BEGIN Given records
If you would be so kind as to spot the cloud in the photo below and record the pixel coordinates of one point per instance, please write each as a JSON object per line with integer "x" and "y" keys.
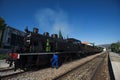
{"x": 53, "y": 20}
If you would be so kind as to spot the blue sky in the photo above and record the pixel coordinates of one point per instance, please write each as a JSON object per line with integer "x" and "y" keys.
{"x": 95, "y": 21}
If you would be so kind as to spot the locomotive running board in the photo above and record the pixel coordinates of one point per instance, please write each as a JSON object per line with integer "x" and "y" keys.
{"x": 48, "y": 53}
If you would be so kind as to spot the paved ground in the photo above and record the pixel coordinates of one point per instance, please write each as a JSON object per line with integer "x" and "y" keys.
{"x": 3, "y": 64}
{"x": 115, "y": 60}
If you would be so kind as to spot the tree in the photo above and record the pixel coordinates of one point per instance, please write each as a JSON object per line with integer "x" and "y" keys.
{"x": 2, "y": 28}
{"x": 60, "y": 35}
{"x": 115, "y": 47}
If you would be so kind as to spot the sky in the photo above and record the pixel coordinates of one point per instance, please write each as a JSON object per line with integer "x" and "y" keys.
{"x": 95, "y": 21}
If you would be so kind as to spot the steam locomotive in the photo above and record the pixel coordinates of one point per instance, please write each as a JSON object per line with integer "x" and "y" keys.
{"x": 38, "y": 49}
END Given records
# Aim of the exercise
Each entry, start to finish, goes into your copy exactly; the pictures stay out.

# Written solution
If you would be so kind as to spot the cloud in the photo below and record the pixel coordinates of one point per instance, please write each as a JSON object per line with integer "x" and "y" keys.
{"x": 53, "y": 20}
If you would be so kind as to spot the blue sky in the photo above and record the pixel coordinates of one point per instance, please write each as a JSON object per line with integer "x" and "y" keys.
{"x": 95, "y": 21}
If you would be so kind as to spot the locomotive running board in the photo above and record the pixel coordinates of one point per instance, please write each as a JSON object per line with integer "x" and "y" keys.
{"x": 48, "y": 53}
If you would be so kind as to spot the paved ground in the photo above and record the pixel coordinates of one point per instance, please write each as a JSON object per line with integer "x" and "y" keys.
{"x": 3, "y": 64}
{"x": 115, "y": 60}
If you would be so kind as to spot the tree in the photo above and record the pixel coordinates of one point per instance, please write each as a JSON object per line with integer "x" and "y" keys.
{"x": 2, "y": 28}
{"x": 60, "y": 35}
{"x": 115, "y": 47}
If you would be so kind as to spot the sky in the photo above and record the pixel coordinates of one point per instance, please write each as a JSON object per line with integer "x" and "y" keys.
{"x": 95, "y": 21}
If you would be so kind as to spot the steam locomotive in the photo above and record the pixel coordinates of one point per instance, please write each as a JSON object per line with integer "x" and "y" keys.
{"x": 38, "y": 49}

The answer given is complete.